[Mailman-Developers] Huge lists
Chuq Von Rospach
chuqui@plaidworks.com
Thu, 25 May 2000 11:05:57 -0700
At 10:32 AM +0100 5/25/2000, Nigel Metheringham wrote:
>Wietse had some figures on MTA performance analysis which he used as
>part of the design process for Postfix. He concluded that disk I/O was
>*the* limiting factor for an MTA
That matches my experience. I've had good results using RAM disks to
minimize this, which is sort of cheating, but worth it. And much of
the structural changes to Sendmail 8.10 are aimed at reducing this
impact, so they've finally figured this out, too. m
>If we have a million user list... and a message of a few K, I'm not
>sure I want to have a few GB of queue space taken up.
That's one reason in favor of having the MLM monitor MTA backlogs and
throttle itself. On my systems, I try to tune things so that I give
the MTA enough to chew on and get up to speed, but not so much that
it starts thrashing trying to deal with queue overhead issues. I'm
hoping sendmail 8.10 and down the road postfix allow me to no longer
worry about this (or worry about it less...). But for large lists,
it's another issue.
>Having said that I *really* would like the possibility of the
>occaisional message (maybe even just the password reminders.. although
>I'd prefer a method where some messages if the list was in a state
>where it has recently seen bounces that it cannot tie to a particular
>subscriber) be sent out using VERP.
It depends on the type of list. If you're a busy list, VERPing every
message could well be overkill, but again, it gets back to being able
to do other things as well, like pre-loading addresses into the
unsubscribe URL. there's some nice user-interface improvements you
can make once you have VERP to make the whole user experience much
less painful...
But if you're an announce list that only comes out occasionally,
sending out a monthly "here's your password" update on a list that
averages 2 messages a month seems to be the wrong thing, at least to
me. Because the hassle factor of the noise generated by the
administrative postings starts to overwhelm the content. your users
won't like that (this brings up a sub-discussion, that of the
"monthly reminder message", but we won't go there now... )

JOBS
- 1) According to the mailing list post, what did Wietse conclude was the limiting factor for an MTA?
- 2) Identify each line in the rows that contains the word "knee", and copy those lines out.

DATA SUPPLIED
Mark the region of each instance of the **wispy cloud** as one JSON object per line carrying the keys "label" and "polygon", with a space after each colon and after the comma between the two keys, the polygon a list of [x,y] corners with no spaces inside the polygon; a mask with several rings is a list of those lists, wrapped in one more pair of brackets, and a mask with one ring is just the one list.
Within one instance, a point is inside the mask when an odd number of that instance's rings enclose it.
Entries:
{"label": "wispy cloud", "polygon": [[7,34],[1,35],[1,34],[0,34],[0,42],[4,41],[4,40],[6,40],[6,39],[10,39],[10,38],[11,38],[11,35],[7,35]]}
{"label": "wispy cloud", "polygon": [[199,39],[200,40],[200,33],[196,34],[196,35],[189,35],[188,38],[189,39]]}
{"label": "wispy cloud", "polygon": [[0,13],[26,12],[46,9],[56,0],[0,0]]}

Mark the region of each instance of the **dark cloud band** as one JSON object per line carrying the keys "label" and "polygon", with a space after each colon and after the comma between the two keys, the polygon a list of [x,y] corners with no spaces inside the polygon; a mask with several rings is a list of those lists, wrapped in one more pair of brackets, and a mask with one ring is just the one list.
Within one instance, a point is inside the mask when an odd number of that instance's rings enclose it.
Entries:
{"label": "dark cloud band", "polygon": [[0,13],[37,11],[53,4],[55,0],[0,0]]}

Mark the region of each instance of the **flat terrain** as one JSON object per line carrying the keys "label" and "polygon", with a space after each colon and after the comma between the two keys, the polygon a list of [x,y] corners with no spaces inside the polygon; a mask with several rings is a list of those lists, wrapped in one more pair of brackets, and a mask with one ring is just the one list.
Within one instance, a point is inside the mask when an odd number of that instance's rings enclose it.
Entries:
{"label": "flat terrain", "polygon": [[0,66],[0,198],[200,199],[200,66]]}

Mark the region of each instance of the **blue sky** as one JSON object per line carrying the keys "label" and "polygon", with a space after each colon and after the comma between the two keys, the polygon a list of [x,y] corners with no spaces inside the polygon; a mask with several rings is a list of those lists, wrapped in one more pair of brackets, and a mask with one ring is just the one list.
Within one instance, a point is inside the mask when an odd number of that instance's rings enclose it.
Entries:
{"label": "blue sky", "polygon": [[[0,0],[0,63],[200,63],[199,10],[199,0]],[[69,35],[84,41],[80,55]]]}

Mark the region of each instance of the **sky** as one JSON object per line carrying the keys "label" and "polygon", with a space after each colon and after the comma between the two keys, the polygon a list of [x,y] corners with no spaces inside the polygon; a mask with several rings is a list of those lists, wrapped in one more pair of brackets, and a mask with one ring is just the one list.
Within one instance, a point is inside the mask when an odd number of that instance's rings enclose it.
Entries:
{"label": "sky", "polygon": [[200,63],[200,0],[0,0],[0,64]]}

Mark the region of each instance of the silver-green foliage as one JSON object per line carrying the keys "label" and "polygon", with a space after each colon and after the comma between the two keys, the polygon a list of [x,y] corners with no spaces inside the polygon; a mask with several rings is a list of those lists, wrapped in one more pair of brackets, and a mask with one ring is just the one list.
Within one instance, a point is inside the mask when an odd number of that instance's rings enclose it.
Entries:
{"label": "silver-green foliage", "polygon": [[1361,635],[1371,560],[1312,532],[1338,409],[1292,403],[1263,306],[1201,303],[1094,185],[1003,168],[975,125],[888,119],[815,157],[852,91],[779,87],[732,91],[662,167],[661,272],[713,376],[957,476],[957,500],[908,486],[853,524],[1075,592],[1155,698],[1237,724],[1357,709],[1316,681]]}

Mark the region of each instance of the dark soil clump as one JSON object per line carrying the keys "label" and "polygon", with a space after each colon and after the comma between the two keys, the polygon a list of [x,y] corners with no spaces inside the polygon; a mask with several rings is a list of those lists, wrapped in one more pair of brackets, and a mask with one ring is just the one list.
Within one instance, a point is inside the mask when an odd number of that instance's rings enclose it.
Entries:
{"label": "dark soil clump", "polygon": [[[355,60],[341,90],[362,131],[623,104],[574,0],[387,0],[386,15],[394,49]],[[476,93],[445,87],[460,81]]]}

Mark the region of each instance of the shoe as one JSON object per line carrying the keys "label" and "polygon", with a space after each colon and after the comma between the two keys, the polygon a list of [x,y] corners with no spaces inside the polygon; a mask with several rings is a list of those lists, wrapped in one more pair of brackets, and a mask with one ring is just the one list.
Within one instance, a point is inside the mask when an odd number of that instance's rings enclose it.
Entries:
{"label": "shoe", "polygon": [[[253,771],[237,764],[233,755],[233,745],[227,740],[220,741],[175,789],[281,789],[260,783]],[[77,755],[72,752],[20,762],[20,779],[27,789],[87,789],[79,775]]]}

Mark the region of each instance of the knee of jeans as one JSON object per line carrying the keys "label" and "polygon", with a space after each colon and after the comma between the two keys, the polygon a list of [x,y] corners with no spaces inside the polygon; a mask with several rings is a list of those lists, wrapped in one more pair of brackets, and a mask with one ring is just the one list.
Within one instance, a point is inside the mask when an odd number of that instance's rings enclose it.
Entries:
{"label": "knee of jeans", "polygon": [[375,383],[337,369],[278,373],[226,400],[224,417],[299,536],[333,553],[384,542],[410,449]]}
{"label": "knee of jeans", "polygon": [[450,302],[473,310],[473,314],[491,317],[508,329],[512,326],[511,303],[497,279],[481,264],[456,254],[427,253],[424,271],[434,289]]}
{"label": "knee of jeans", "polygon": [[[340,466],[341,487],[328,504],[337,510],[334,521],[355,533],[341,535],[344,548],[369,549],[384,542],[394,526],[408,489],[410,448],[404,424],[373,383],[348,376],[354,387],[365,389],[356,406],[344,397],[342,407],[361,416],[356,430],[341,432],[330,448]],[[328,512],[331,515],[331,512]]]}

FINAL RESULTS
- 1) Disk I/O.

- 2)
Mark the region of each instance of the knee of jeans as one JSON object per line carrying the keys "label" and "polygon", with a space after each colon and after the comma between the two keys, the polygon a list of [x,y] corners with no spaces inside the polygon; a mask with several rings is a list of those lists, wrapped in one more pair of brackets, and a mask with one ring is just the one list.
{"label": "knee of jeans", "polygon": [[375,383],[337,369],[278,373],[226,400],[224,417],[299,536],[333,553],[384,542],[410,449]]}
{"label": "knee of jeans", "polygon": [[450,302],[473,310],[473,314],[491,317],[508,329],[512,326],[511,303],[497,279],[481,264],[456,254],[427,253],[424,271],[434,289]]}
{"label": "knee of jeans", "polygon": [[[340,466],[341,487],[328,504],[337,510],[334,521],[355,533],[341,535],[344,548],[369,549],[384,542],[394,526],[408,489],[410,448],[404,424],[373,383],[348,376],[354,387],[365,389],[356,406],[344,397],[342,407],[361,416],[356,430],[341,432],[330,448]],[[328,512],[331,515],[331,512]]]}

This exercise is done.